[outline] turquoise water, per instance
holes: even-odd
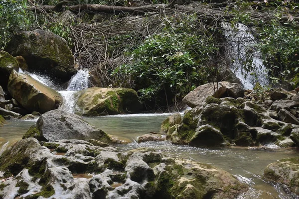
[[[198,148],[171,144],[169,142],[149,142],[138,144],[137,137],[150,131],[158,132],[160,125],[169,114],[136,114],[84,117],[91,125],[106,133],[131,140],[117,145],[120,150],[138,147],[151,147],[157,151],[178,158],[189,159],[223,169],[249,185],[249,191],[240,199],[296,199],[279,185],[263,177],[264,169],[270,163],[287,157],[298,157],[296,149],[247,147]],[[35,120],[7,121],[0,128],[0,145],[9,145],[21,139]],[[7,143],[8,142],[8,143]]]

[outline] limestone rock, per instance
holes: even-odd
[[[163,141],[164,137],[159,134],[148,133],[138,137],[137,142],[142,143],[150,141]]]
[[[237,99],[244,97],[244,89],[242,85],[228,82],[221,82],[220,84],[226,88],[226,94],[229,97]]]
[[[218,89],[218,90],[217,90]],[[190,92],[183,99],[183,102],[191,108],[202,104],[210,96],[220,98],[226,91],[226,88],[217,83],[207,83],[200,86]]]
[[[66,41],[50,31],[21,32],[12,38],[5,50],[25,58],[31,71],[62,79],[70,79],[75,72],[74,58]]]
[[[281,109],[278,113],[281,120],[284,122],[299,125],[298,119],[288,110],[284,108]]]
[[[0,51],[0,86],[6,90],[9,75],[13,70],[18,71],[19,65],[16,59],[8,53]]]
[[[92,87],[78,93],[77,113],[99,116],[140,112],[142,108],[133,89]]]
[[[4,93],[2,89],[2,87],[0,86],[0,107],[3,108],[5,106],[5,98],[4,98]]]
[[[44,113],[58,108],[62,101],[58,92],[14,70],[10,74],[7,87],[12,97],[31,111]]]
[[[20,114],[10,110],[7,110],[1,107],[0,107],[0,115],[2,115],[4,118],[7,119],[19,118],[22,117],[22,115]]]
[[[106,143],[111,139],[102,130],[91,126],[80,116],[62,110],[53,110],[41,115],[23,139],[34,137],[39,141],[94,139]]]
[[[152,149],[119,152],[78,140],[17,142],[0,156],[0,178],[8,177],[0,182],[2,198],[203,199],[212,193],[232,199],[248,190],[210,165]]]
[[[161,125],[160,133],[166,133],[172,126],[179,123],[182,121],[182,117],[179,113],[176,113],[167,117]]]
[[[288,186],[299,195],[299,159],[286,158],[271,163],[264,171],[264,176]]]

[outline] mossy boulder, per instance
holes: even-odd
[[[0,156],[0,178],[8,177],[0,182],[1,198],[232,199],[248,190],[210,165],[78,140],[16,142]]]
[[[82,115],[137,113],[142,108],[137,93],[131,89],[92,87],[77,95],[75,112]]]
[[[176,113],[167,117],[161,124],[160,133],[167,133],[171,126],[179,123],[181,121],[182,117],[179,113]]]
[[[30,111],[44,113],[57,108],[62,101],[60,94],[31,78],[13,70],[7,86],[10,95]]]
[[[9,75],[13,70],[18,71],[19,65],[14,57],[8,53],[0,51],[0,86],[6,90]]]
[[[76,71],[74,58],[66,41],[52,32],[35,30],[17,34],[5,50],[25,58],[30,71],[67,79]]]
[[[0,127],[3,126],[3,124],[5,123],[5,119],[0,115]]]
[[[269,164],[264,176],[287,186],[299,195],[299,158],[286,158]]]
[[[59,109],[42,114],[23,139],[28,137],[50,142],[58,139],[94,139],[107,143],[112,142],[108,135],[90,125],[80,116]]]

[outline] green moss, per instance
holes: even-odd
[[[26,167],[28,172],[34,179],[41,178],[46,170],[47,159],[44,158],[41,161],[36,162],[31,166]]]
[[[34,137],[40,141],[47,141],[45,138],[43,137],[42,133],[37,128],[36,124],[34,124],[30,127],[23,136],[22,139],[26,139],[28,137]]]
[[[206,98],[205,102],[208,104],[209,103],[217,103],[220,104],[221,103],[221,100],[219,98],[215,98],[212,96],[208,96],[207,98]]]
[[[68,149],[63,146],[60,146],[56,149],[56,151],[58,153],[66,153]]]
[[[174,169],[177,172],[177,174],[180,176],[184,175],[184,170],[183,168],[183,166],[180,165],[176,164],[173,165],[173,169]]]
[[[23,181],[18,181],[16,185],[15,185],[15,187],[19,187],[17,192],[20,195],[26,194],[29,191],[29,190],[28,190],[29,184]]]
[[[45,146],[48,149],[56,149],[59,146],[59,144],[50,142],[45,142],[43,143],[43,146]]]
[[[39,197],[42,196],[45,198],[48,198],[53,196],[55,194],[55,190],[51,185],[47,185],[44,187],[41,192],[35,194],[33,195],[34,197]]]
[[[2,115],[0,115],[0,127],[3,126],[3,124],[4,122],[5,119],[2,116]]]
[[[285,127],[278,129],[277,132],[285,136],[288,136],[290,135],[291,135],[291,133],[293,129],[293,127],[292,127],[292,126],[291,125],[288,124],[286,125]]]
[[[7,187],[8,186],[8,184],[4,184],[3,183],[1,183],[0,184],[0,191],[3,191],[4,188],[5,188],[6,187]]]
[[[198,122],[198,119],[194,117],[195,115],[191,111],[188,111],[184,116],[182,125],[177,130],[179,137],[188,142],[195,133],[195,128]]]

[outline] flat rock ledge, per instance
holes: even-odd
[[[21,140],[0,156],[0,178],[5,199],[235,199],[248,189],[209,165],[79,140]]]

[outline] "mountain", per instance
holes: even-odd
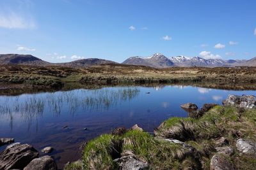
[[[28,64],[28,65],[49,65],[50,63],[41,60],[31,55],[21,54],[0,54],[0,64]]]
[[[0,64],[23,64],[36,66],[58,66],[72,67],[84,67],[94,65],[116,64],[116,62],[99,59],[81,59],[69,62],[51,63],[31,55],[0,54]]]
[[[124,64],[146,66],[152,67],[163,68],[173,66],[173,62],[161,53],[155,53],[151,57],[132,57],[122,62]]]

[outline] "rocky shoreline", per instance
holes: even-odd
[[[256,98],[230,95],[223,106],[180,106],[188,118],[165,120],[154,135],[138,125],[120,127],[89,141],[83,157],[65,169],[254,169]],[[49,156],[28,144],[0,138],[0,169],[58,169]],[[42,152],[51,152],[47,147]]]

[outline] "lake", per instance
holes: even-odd
[[[228,94],[256,95],[256,91],[172,85],[0,96],[0,137],[14,138],[15,142],[31,144],[38,151],[53,147],[50,155],[62,168],[80,158],[84,142],[101,134],[136,124],[152,132],[170,117],[187,117],[180,104],[221,104]],[[5,147],[0,147],[0,152]]]

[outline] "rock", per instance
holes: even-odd
[[[23,169],[38,155],[38,152],[30,145],[15,145],[0,153],[0,169]]]
[[[57,164],[49,156],[33,159],[24,170],[57,170]]]
[[[118,128],[113,130],[111,134],[114,134],[114,135],[123,135],[127,131],[127,130],[124,127],[118,127]]]
[[[143,129],[142,129],[141,127],[140,127],[138,125],[138,124],[135,124],[135,125],[134,125],[131,128],[131,130],[137,130],[137,131],[143,131]]]
[[[0,146],[14,142],[13,138],[0,138]]]
[[[20,142],[17,142],[17,143],[12,143],[11,145],[9,145],[8,146],[6,146],[6,149],[9,149],[14,146],[15,146],[16,145],[20,145]]]
[[[52,152],[52,150],[53,150],[53,148],[52,148],[52,147],[48,146],[48,147],[44,148],[42,149],[41,151],[42,151],[42,152],[44,152],[44,153],[49,153]]]
[[[186,111],[196,110],[198,108],[195,104],[188,103],[180,105],[180,107]]]
[[[120,158],[114,160],[118,165],[118,169],[122,170],[143,170],[147,169],[148,164],[143,160],[140,160],[131,151],[125,151],[121,153]]]
[[[256,158],[256,143],[239,139],[236,141],[236,146],[240,152]]]
[[[211,159],[210,170],[234,170],[233,166],[223,155],[215,155]]]
[[[256,98],[253,96],[229,95],[222,103],[224,106],[235,106],[244,109],[256,108]]]
[[[218,153],[226,154],[229,156],[234,154],[234,149],[229,146],[217,147],[215,149]]]
[[[228,141],[224,137],[221,137],[216,139],[214,143],[215,146],[216,146],[217,147],[221,147],[225,145],[227,145],[229,143]]]

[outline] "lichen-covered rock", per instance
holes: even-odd
[[[216,147],[215,148],[218,153],[232,155],[234,154],[234,149],[229,146]]]
[[[114,160],[120,170],[143,170],[147,169],[148,164],[142,160],[138,159],[131,151],[125,151],[125,153],[121,154],[120,158]]]
[[[195,104],[188,103],[180,105],[180,107],[185,110],[196,110],[198,108]]]
[[[256,108],[256,98],[253,96],[229,95],[223,102],[224,106],[235,106],[242,108]]]
[[[256,158],[256,143],[243,139],[239,139],[236,141],[236,146],[241,153]]]
[[[14,142],[13,138],[0,138],[0,146]]]
[[[210,170],[234,170],[234,168],[226,157],[215,155],[211,159]]]
[[[42,152],[44,152],[44,153],[49,153],[52,152],[52,150],[53,150],[53,148],[52,148],[52,147],[48,146],[48,147],[44,148],[42,149],[41,151],[42,151]]]
[[[23,169],[38,157],[38,152],[31,145],[15,145],[0,153],[0,169]]]
[[[57,164],[49,156],[33,159],[24,170],[57,170]]]

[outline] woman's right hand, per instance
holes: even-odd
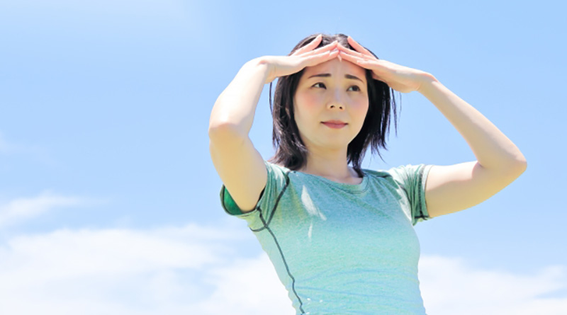
[[[309,44],[296,50],[289,56],[264,56],[262,59],[268,64],[268,77],[266,84],[279,76],[288,76],[299,72],[305,67],[313,67],[330,60],[339,55],[337,42],[335,42],[315,50],[321,42],[322,36],[319,35]]]

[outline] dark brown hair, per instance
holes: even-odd
[[[296,50],[310,42],[318,35],[313,34],[301,40],[288,55],[291,55]],[[338,40],[339,43],[344,47],[355,50],[349,44],[347,36],[344,34],[334,35],[322,34],[322,35],[321,42],[316,48]],[[368,50],[368,48],[366,49]],[[368,50],[378,58],[370,50]],[[271,83],[270,83],[270,110],[274,119],[272,142],[276,149],[276,154],[269,159],[269,161],[296,171],[307,163],[308,155],[307,148],[299,136],[299,130],[296,124],[293,113],[293,96],[304,70],[305,69],[289,76],[278,78],[273,105]],[[349,144],[347,150],[347,162],[352,164],[353,168],[361,177],[363,174],[360,164],[369,145],[371,146],[372,153],[378,153],[381,159],[382,159],[382,156],[380,154],[378,147],[387,149],[386,138],[390,131],[391,109],[393,111],[394,125],[396,134],[398,134],[398,123],[396,122],[398,116],[395,110],[395,100],[393,98],[393,90],[390,88],[386,83],[374,79],[372,77],[371,70],[367,69],[364,70],[368,85],[369,110],[362,128],[357,137]]]

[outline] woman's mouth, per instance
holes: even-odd
[[[347,125],[346,122],[322,122],[322,123],[325,126],[333,129],[340,129]]]

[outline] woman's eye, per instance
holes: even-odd
[[[322,82],[317,82],[316,84],[313,84],[313,86],[315,86],[318,84],[320,84],[321,86],[322,86],[322,87],[325,87],[325,84],[323,84]],[[352,86],[350,88],[356,88],[355,91],[357,91],[357,92],[360,91],[360,88],[358,86]]]
[[[313,86],[316,86],[317,84],[321,84],[322,86],[325,86],[325,84],[322,84],[321,82],[317,82],[316,84],[313,84]]]

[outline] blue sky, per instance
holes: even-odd
[[[528,161],[483,203],[415,226],[428,314],[567,314],[566,8],[0,2],[0,313],[293,314],[245,222],[220,205],[208,119],[247,61],[342,33],[433,74]],[[268,90],[250,132],[266,159]],[[395,97],[386,161],[369,153],[363,168],[476,160],[425,97]]]

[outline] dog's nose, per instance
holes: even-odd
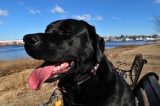
[[[39,40],[38,40],[38,37],[36,37],[35,35],[25,35],[23,37],[23,41],[25,43],[28,43],[28,44],[31,44],[31,45],[34,45],[36,44]]]

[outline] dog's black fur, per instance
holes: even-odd
[[[130,87],[103,54],[104,40],[88,23],[74,19],[55,21],[47,26],[45,33],[26,35],[24,42],[27,53],[45,60],[45,65],[75,61],[68,72],[48,80],[60,79],[58,85],[65,87],[64,106],[135,105]],[[100,64],[97,74],[77,85],[82,75],[90,72],[96,63]]]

+---+

Beginning at the line that contains "[outline] blue sky, per instance", copy each remaining line of the records exactly, through the final one. Omit the pictures.

[outline] blue sky, per instance
holes: even-odd
[[[528,161],[483,203],[415,226],[428,314],[567,314],[566,8],[0,2],[0,313],[293,314],[245,222],[220,205],[208,119],[247,61],[342,33],[433,74]],[[268,90],[250,132],[266,159]],[[395,97],[386,161],[369,153],[363,168],[476,160],[425,97]]]

[outline] dog's nose, per instance
holes: even-odd
[[[39,40],[38,40],[38,37],[36,37],[35,35],[25,35],[23,37],[23,41],[25,43],[28,43],[28,44],[31,44],[31,45],[34,45],[36,44]]]

[outline] dog's black fur, per instance
holes: even-odd
[[[130,87],[103,54],[104,40],[88,23],[74,19],[55,21],[47,26],[45,33],[26,35],[24,42],[27,53],[45,60],[45,65],[75,61],[68,72],[48,80],[60,79],[58,85],[65,87],[64,106],[135,105]],[[100,64],[97,74],[77,85],[82,75],[90,72],[96,63]]]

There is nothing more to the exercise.